> [What is being asked]
Although the records include pictures, print only the rest, exactly as written.

> [Record set]

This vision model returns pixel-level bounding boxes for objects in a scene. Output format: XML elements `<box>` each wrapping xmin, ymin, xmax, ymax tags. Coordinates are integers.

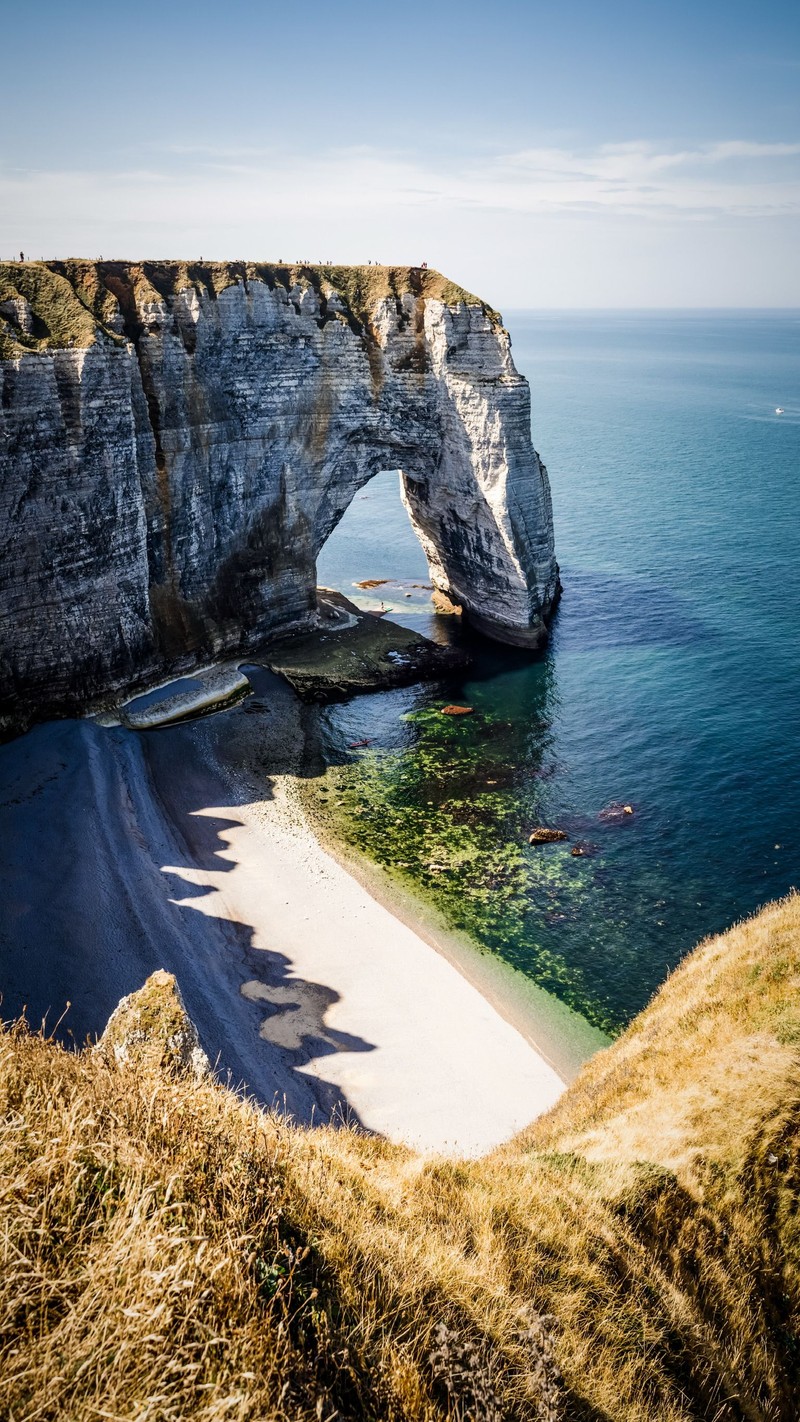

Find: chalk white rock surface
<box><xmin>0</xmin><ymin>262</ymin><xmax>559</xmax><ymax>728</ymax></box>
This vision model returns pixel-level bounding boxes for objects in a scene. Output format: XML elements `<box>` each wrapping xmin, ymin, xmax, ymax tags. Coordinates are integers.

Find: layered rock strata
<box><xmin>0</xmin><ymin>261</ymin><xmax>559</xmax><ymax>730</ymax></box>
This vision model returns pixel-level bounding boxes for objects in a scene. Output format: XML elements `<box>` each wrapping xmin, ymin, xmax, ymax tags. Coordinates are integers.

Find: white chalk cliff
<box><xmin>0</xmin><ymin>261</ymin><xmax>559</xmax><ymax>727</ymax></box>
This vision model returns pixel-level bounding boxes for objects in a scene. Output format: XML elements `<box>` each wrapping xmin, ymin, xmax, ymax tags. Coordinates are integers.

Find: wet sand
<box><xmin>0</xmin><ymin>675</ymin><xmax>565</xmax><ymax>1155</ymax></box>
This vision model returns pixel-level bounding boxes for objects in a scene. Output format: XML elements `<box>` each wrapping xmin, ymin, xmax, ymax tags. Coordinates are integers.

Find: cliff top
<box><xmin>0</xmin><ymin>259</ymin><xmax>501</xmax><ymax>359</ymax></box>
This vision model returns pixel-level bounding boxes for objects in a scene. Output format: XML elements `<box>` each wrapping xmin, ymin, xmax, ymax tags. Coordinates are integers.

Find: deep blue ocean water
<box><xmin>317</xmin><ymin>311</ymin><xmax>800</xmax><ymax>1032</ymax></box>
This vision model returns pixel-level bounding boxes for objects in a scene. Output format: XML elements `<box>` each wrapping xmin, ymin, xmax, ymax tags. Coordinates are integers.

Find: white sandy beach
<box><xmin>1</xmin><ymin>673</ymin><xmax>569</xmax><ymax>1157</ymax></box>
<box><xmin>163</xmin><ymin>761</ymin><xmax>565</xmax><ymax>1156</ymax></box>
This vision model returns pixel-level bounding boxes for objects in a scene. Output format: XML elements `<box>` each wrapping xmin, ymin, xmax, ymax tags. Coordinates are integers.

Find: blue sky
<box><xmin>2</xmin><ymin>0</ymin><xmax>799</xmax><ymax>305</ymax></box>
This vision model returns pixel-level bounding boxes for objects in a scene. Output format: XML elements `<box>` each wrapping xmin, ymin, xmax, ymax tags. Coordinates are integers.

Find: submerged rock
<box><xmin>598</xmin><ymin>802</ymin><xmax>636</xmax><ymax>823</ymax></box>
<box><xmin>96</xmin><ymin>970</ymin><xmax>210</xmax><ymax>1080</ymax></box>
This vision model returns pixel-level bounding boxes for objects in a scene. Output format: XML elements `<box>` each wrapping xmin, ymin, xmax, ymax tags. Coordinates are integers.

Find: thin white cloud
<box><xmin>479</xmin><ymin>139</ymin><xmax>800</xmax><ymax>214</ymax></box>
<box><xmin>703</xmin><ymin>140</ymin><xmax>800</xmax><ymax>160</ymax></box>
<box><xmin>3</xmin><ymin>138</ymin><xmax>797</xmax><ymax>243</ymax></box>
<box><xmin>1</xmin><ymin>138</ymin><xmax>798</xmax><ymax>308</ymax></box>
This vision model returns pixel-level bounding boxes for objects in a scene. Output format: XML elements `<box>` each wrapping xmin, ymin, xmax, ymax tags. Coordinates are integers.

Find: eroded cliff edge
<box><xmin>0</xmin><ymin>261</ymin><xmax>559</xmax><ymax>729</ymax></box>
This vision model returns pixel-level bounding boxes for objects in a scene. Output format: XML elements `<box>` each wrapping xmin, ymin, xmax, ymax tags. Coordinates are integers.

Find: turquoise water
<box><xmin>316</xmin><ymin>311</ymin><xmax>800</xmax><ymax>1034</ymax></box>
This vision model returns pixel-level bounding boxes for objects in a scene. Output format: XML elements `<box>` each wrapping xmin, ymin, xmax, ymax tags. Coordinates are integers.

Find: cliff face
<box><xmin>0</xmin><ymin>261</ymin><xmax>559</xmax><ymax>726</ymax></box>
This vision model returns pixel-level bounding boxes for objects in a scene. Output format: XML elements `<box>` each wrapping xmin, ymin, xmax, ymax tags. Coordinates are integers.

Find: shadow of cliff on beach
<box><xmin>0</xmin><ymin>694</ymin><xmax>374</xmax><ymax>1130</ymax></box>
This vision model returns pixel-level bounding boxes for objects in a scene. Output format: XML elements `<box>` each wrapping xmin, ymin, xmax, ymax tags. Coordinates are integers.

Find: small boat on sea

> [Result below]
This vision model returns pixel-level bounding boxes for objects in a scene. Output format: XML elements `<box>` each wrapping xmin, ymin, xmax, ymax tags. Coordinates are integers.


Find: chalk white rock surface
<box><xmin>0</xmin><ymin>262</ymin><xmax>559</xmax><ymax>728</ymax></box>
This vision model returns pixel-level bounding boxes for objects in a scene. Output format: XML elements `<box>` each wrapping xmin, ymin, xmax, ymax tags. Coordinates are integers.

Find: layered rock strata
<box><xmin>0</xmin><ymin>261</ymin><xmax>559</xmax><ymax>730</ymax></box>
This vision model returns pixel-level bounding boxes for objects in a scene. Output format: XML elements `<box>` each wrapping xmin, ymin, xmax, ymax tags. Coordinates are integers.

Find: white chalk cliff
<box><xmin>0</xmin><ymin>261</ymin><xmax>559</xmax><ymax>727</ymax></box>
This vision model returns pixel-level bounding boxes for objects in a scene. Output format: XML elements `<box>` each wrapping xmin, ymin, xmax, ymax tags. Coordinates are integers.

Find: wet sand
<box><xmin>0</xmin><ymin>675</ymin><xmax>565</xmax><ymax>1155</ymax></box>
This vision model returns pixel-level bounding boxes for objects in a scene. Output format: XML elements `<box>` each wrapping xmin, ymin, xmax, ymax tags. Coordinates are integers.

Find: cliff top
<box><xmin>0</xmin><ymin>259</ymin><xmax>501</xmax><ymax>359</ymax></box>
This vision model returns pixel-level bounding boxes for objects in a scene. Output format: XML elements `<box>` each wrapping xmin, ymin, xmax, ymax tags. Coordinates are integers.

Find: deep blue ocean water
<box><xmin>317</xmin><ymin>311</ymin><xmax>800</xmax><ymax>1032</ymax></box>
This vision model returns pixel-level bounding boxes for objects in a scene. Output format: XML elements `<box>` each wrapping xmin, ymin, xmax, ymax tags. Coordinates are integers.

Find: white sandy beach
<box><xmin>1</xmin><ymin>673</ymin><xmax>569</xmax><ymax>1157</ymax></box>
<box><xmin>163</xmin><ymin>761</ymin><xmax>565</xmax><ymax>1156</ymax></box>
This vision model returns pixel-level bounding boxes for objects in a scene. Output format: XML elements `<box>` each wrapping xmin, ymin, xmax, ymax tags. Coordinates are integers.

Find: blue sky
<box><xmin>2</xmin><ymin>0</ymin><xmax>799</xmax><ymax>305</ymax></box>
This vision model returns pixel-level bounding boxes for objects in a scene. Output format: XML elements `<box>` each wrapping xmin, ymin, xmax, ymax tags. Coordinates are integers.

Find: submerged rock
<box><xmin>598</xmin><ymin>802</ymin><xmax>636</xmax><ymax>823</ymax></box>
<box><xmin>96</xmin><ymin>970</ymin><xmax>210</xmax><ymax>1080</ymax></box>
This vision model returns pixel-level bounding boxes for objects in a scene. Output format: XML elements `<box>` each wrapping xmin, ymin, xmax, ymax tags. Coordinates are integers.

Find: thin white cloud
<box><xmin>479</xmin><ymin>139</ymin><xmax>800</xmax><ymax>214</ymax></box>
<box><xmin>703</xmin><ymin>140</ymin><xmax>800</xmax><ymax>160</ymax></box>
<box><xmin>3</xmin><ymin>138</ymin><xmax>797</xmax><ymax>243</ymax></box>
<box><xmin>1</xmin><ymin>138</ymin><xmax>798</xmax><ymax>308</ymax></box>
This vision model returns pixel-level bounding boxes for objects in a scene. Output format: XML elements `<box>` each wrapping xmin, ymin, xmax, ymax tags. Coordinates are integers.

Find: eroded cliff edge
<box><xmin>0</xmin><ymin>261</ymin><xmax>559</xmax><ymax>729</ymax></box>
This vision model returns pixel-level bounding boxes for objects in a scene. Output format: XML elements `<box>` each wrapping xmin, ymin, xmax, ymax tags. Coordinates are integers.

Find: turquoise water
<box><xmin>316</xmin><ymin>311</ymin><xmax>800</xmax><ymax>1034</ymax></box>
This vision model returns pixel-level bounding boxes for objects in a scene. Output format: XML elements `<box>` each wrapping xmin, ymin, xmax, ymax tags. Coordinates are integers.

Find: cliff face
<box><xmin>0</xmin><ymin>261</ymin><xmax>559</xmax><ymax>726</ymax></box>
This vision model returns pixel-level bounding boxes for objects in a scene. Output format: XML elements `<box>` each wrapping xmin, ymin, xmax, ymax tags. Coordinates are integers.

Find: shadow of cliff on beach
<box><xmin>0</xmin><ymin>694</ymin><xmax>374</xmax><ymax>1130</ymax></box>
This vision model returns pixel-level bounding boxes for objects in a scene. Output format: XML elements `<box>` each wrapping xmin, ymin, xmax, ymax tags. Coordinates are integers.

Find: small boat on sea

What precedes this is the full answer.